--- BEGIN PAGE ---

This is a lovely little satire on socialist revolutionaries. We are introduced to Comrade Panchoonie as a child. He learns to speak at a late age but, once he does, he is reluctant to stop. He becomes very argumentative and violent when he does not get his own way, terrorizing his family and his classmates. As an adult, his brother, a successful businessman, supports him, solely to keep him out of the way but, when the brother falls on hard times, the support dries up and Comrade Panchoonie, left penniless, comes to realize the injustice of the capitalist system and becomes a socialist. He makes his way to the small town of Dsablvar, determined to lead them on to the path of true socialism.

--- END PAGE ---

WHAT YOU SHOULD DO. Reproduce, word for word, everything in the Comrade Panchoonie summary from "This is a lovely" down to "of true socialism.".

--- BEGIN INFORMATION SUPPLIED ---

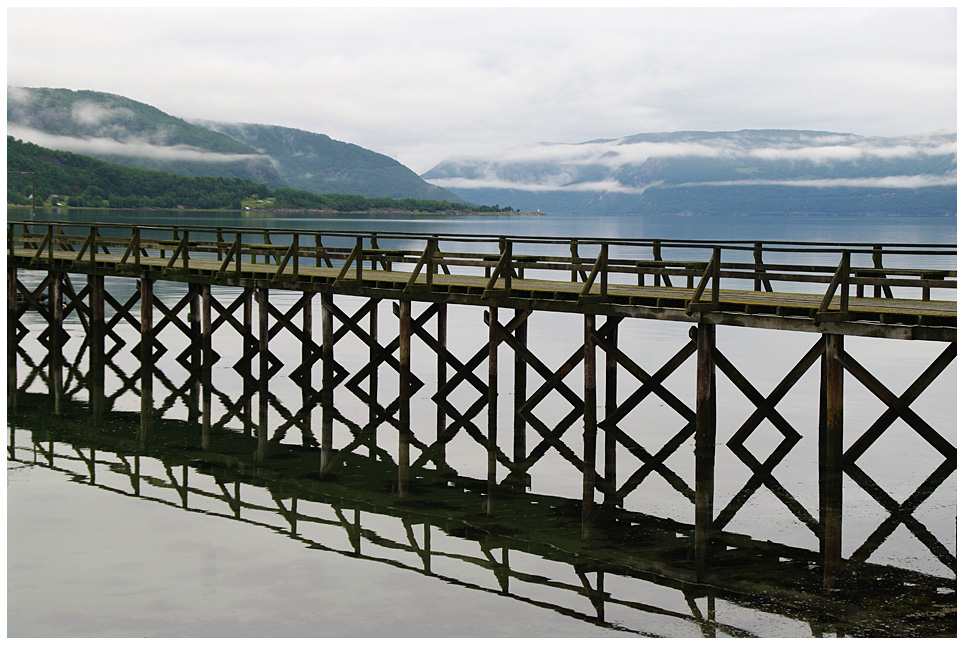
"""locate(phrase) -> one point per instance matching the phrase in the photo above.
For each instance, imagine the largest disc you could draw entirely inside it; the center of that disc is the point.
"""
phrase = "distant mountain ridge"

--- END INFORMATION SUPPLIED ---

RESULT FOR THIS TASK.
This is a lovely little satire on socialist revolutionaries. We are introduced to Comrade Panchoonie as a child. He learns to speak at a late age but, once he does, he is reluctant to stop. He becomes very argumentative and violent when he does not get his own way, terrorizing his family and his classmates. As an adult, his brother, a successful businessman, supports him, solely to keep him out of the way but, when the brother falls on hard times, the support dries up and Comrade Panchoonie, left penniless, comes to realize the injustice of the capitalist system and becomes a socialist. He makes his way to the small town of Dsablvar, determined to lead them on to the path of true socialism.